▸ Document extract
Review: During the reign of terror; journal of my life during the French revolution, by Grace Dalrymple Elliott

During the Reign of Terror - Journal of My Life During the French Revolution - Grace Dalrymple Elliott

This is one of those books I bumped into from a reference in a biography, then found the entire text online. (I do love it when that happens.) First, the links:


My review of the biography: My Lady Scandalous: The Amazing Life and Outrageous Times of Grace Dalrymple Elliott, Royal Courtesan by: Jo Manning

Um, it's long. Really long. I pasted the entire Reading in Progress section in there from Goodreads. Also loads of links. You've now been forewarned. On the plus side there's a quote about lewd waistcoat buttons. And other random links.


Ebook on Internet Archive: During the reign of terror; journal of my life during the French revolution (1910)

It's a short 226 pages. And at that link you can also read the actual scan of the book online. 


Wikipedia: Grace Elliott

For those of you who want a quick version of her life story.


Elliott was definitely a character, and you will miss a lot of that reading just this account and not a full biography. (Whether the bio I link to is the one you'd want is another question.) Another problem is that the facts as Grace remembers them don't all match up with the history. Not that this is unheard of - most people have fuzzy memories like this. So this would be a resource you'd look to for color but not not for factual details. 


The manuscript begins and ends with text by Émile Jules Méras, who gets to frame the journal content for us and explain how Elliott came to write it. (George III heard about what Elliott had been through and requested that she document it for him.)  As well as fill us in on a few of Elliott's inaccuracies. (Haven't been able to dig up any biographical info for Méras, possibly because it's somewhere online in French.)


And as usual, here's a big ol' chunk of quotes to give you a better idea of the writing. 


From the preface information by Méras:


5% in, Elliott and her facts:

“But perhaps she exaggerates the hardships she suffered.

...On her stay in different prisons, she gives precise details, but the text of her journal contains inaccuracies which it is the duty of the historian to notice. Let us quote an example: the Carmes Prison. Miss Elliott reports a conversation which she had with Hoche at the Carmes Prison shortly before the coming of the marquise de Beauharnais; but it is only forty days after the husband of Josephine that General Hoche was imprisoned at the Carmes. It was not in prison [as Elliott tells it], but long before that Josephine and her husband became reconciled...”

▸ Aim of the exercise
Continue the review of Grace Dalrymple Elliott's French Revolution journal from its last sentence.

▸ Dataset content
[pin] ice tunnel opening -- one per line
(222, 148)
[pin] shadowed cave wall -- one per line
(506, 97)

▸ Exercise result
7% in, quoting because I love how Méras phrases this:

“...At that time it was not the custom, as in these later days, for young persons to mix in evening festivities; but at one of the suppers given at her father’s house Miss Dalrymple was introduced. On this occasion Sir John Elliott was present, a man older than her father; who was so struck with her beauty that he made her an offer of marriage, which was accepted by her with the same inconsiderate haste with which it was proffered. Such an unsuitable and ill-assorted marriage, as might naturally be supposed, was productive of nothing but unhappiness.

...In an evil hour for her, she unhappily became entangled in an intrigue; and her husband, after some indecent treatment, resorted to a court of law at once to procure a divorce, and to punish the author of their mutual wrongs.”

8% in, about the Prince of Wales, and again Méras is wording things carefully:

“...The young Prince was immediately fascinated with her beauty, and a most intimate connection succeeded. The result was the birth of a female child, who was christened at Marylebone church…”

Now on to Elliott's journal:


15% in, about the Duke of Orleans:

”I have the great comfort of knowing that from the first day of the horrors in Paris I always warned the Duke, and told him how it would all end; and I have most awfully to lament the little influence I possessed over him; for I ever detested the Revolution, and those who caused it.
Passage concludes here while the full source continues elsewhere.